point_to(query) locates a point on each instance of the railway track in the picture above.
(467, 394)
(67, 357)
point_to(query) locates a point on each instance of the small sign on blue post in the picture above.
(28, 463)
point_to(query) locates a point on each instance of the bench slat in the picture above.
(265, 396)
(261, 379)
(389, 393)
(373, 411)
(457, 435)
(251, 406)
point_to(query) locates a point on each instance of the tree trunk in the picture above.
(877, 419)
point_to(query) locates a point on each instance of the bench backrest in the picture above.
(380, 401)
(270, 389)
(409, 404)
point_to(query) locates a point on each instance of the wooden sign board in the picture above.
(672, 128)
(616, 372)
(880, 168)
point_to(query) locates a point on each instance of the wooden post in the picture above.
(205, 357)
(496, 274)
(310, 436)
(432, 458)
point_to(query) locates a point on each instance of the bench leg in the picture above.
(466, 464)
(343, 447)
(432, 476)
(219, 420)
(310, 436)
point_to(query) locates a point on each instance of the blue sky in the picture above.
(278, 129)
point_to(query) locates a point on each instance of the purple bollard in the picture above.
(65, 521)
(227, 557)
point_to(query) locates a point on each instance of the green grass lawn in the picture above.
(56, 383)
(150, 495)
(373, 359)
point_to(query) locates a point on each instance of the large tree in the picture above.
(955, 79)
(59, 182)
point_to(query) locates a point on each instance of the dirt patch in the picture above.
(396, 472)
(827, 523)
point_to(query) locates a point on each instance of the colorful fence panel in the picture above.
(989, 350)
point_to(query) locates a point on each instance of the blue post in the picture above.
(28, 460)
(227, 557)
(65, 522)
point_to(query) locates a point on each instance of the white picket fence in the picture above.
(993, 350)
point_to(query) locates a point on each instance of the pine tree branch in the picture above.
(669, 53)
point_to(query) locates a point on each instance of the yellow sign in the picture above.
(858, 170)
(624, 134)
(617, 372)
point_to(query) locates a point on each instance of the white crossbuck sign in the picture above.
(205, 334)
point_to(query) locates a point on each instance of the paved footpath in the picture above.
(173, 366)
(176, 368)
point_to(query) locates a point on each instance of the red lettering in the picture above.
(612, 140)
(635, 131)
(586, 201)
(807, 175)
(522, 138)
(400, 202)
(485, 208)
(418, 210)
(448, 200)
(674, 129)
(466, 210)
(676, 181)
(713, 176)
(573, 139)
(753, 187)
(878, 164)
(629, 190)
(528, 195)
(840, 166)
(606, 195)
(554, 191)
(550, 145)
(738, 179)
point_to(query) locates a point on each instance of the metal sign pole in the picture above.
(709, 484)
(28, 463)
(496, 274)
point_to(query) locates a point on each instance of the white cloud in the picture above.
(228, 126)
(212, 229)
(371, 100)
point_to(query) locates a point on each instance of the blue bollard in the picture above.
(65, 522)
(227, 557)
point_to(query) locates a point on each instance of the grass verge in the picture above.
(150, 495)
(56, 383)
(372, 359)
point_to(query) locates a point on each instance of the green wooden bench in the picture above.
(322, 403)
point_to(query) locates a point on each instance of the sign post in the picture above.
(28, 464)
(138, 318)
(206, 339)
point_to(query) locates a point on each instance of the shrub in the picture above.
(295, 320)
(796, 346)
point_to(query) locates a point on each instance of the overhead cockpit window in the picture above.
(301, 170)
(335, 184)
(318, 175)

....

Problem description>
Repeat exactly the lines above from the line that contains "point_to(query) locates a point on each instance of the metal" through the end. Include both of these ends; leave out everything else.

Correct response>
point_to(query) locates a point on each instance of the metal sign pole in the picture above.
(709, 484)
(28, 463)
(496, 274)
point_to(query) locates a point on each instance of the white cloud in the picture above.
(228, 126)
(212, 229)
(371, 100)
point_to(query) locates a point on each instance of the blue bollard in the picture above.
(65, 522)
(227, 557)
point_to(query) locates a point on each instance of the grass verge in the picture above.
(150, 495)
(56, 383)
(372, 359)
point_to(query) locates a point on each instance of the green wooden bench in the picture above.
(322, 403)
point_to(query) locates a point on each instance of the sign post in the picture above.
(28, 464)
(138, 318)
(206, 339)
point_to(query) locates a point on each instance of the shrub in the picture above.
(295, 320)
(796, 346)
point_to(query) locates a point on each instance of the overhead cockpit window in the picture above.
(301, 170)
(335, 184)
(318, 175)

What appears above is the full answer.